(EXCERPT Opens)

This year, Siemens in São Paulo also organized an effort, together with some of its other partners, such as Hospital do Coração and Hospital Sírio-Libanês, to offer a number of free examinations [more than 100 MRIs and about 100 computed tomography scans, in DASA’s case] to public hospitals in São Paulo State.
DASA has a strong interest in research and innovation. What are the benefits of that approach for your company?
We can’t afford not to invest in innovation, in new technologies, in being a pioneer. An examination as such, be it a blood test or a knee MRI, is just a commodity. If I need to negotiate a raise in reimbursement with an insurance company, I usually barely manage to compensate for last year’s inflation. So, how does our business stay afloat in the long run? Only with innovation.
In sum, that’s the approach we have to pursue, and it’s pretty great to see that, in the past five years, half of the papers presented by Brazilians at the RSNA [Radiological Society of North America] meeting in Chicago, were by our group. Why? Because we have residents, we have fellows, a good team of medical physicists, and a partnership research agreement with Siemens: As soon as new software is available, they let us know, we test it, and then publish the results. We can’t afford to lose this pioneer spirit.

(EXCERPT Closes)
(RECORDS SHOWN Opens)

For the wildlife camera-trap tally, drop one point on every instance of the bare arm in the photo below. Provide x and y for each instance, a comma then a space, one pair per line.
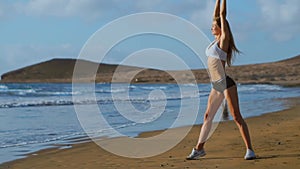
217, 9
225, 37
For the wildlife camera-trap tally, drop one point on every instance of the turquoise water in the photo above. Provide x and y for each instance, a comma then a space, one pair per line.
39, 116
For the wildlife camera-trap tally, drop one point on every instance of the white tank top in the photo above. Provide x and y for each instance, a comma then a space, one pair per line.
213, 50
215, 66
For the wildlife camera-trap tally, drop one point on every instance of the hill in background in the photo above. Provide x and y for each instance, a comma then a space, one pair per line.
285, 72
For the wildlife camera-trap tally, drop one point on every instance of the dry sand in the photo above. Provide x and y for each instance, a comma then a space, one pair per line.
275, 136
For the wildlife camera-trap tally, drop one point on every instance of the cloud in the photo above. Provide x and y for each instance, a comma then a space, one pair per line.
18, 56
92, 10
279, 18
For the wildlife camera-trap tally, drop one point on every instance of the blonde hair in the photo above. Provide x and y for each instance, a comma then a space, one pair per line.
232, 50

(RECORDS SHOWN Closes)

**ABOUT THIS TASK:** Please copy the DASA interview excerpt above word for word, from its first sentence to its last.

**EXPECTED ANSWER:**
This year, Siemens in São Paulo also organized an effort, together with some of its other partners, such as Hospital do Coração and Hospital Sírio-Libanês, to offer a number of free examinations [more than 100 MRIs and about 100 computed tomography scans, in DASA’s case] to public hospitals in São Paulo State.
DASA has a strong interest in research and innovation. What are the benefits of that approach for your company?
We can’t afford not to invest in innovation, in new technologies, in being a pioneer. An examination as such, be it a blood test or a knee MRI, is just a commodity. If I need to negotiate a raise in reimbursement with an insurance company, I usually barely manage to compensate for last year’s inflation. So, how does our business stay afloat in the long run? Only with innovation.
In sum, that’s the approach we have to pursue, and it’s pretty great to see that, in the past five years, half of the papers presented by Brazilians at the RSNA [Radiological Society of North America] meeting in Chicago, were by our group. Why? Because we have residents, we have fellows, a good team of medical physicists, and a partnership research agreement with Siemens: As soon as new software is available, they let us know, we test it, and then publish the results. We can’t afford to lose this pioneer spirit.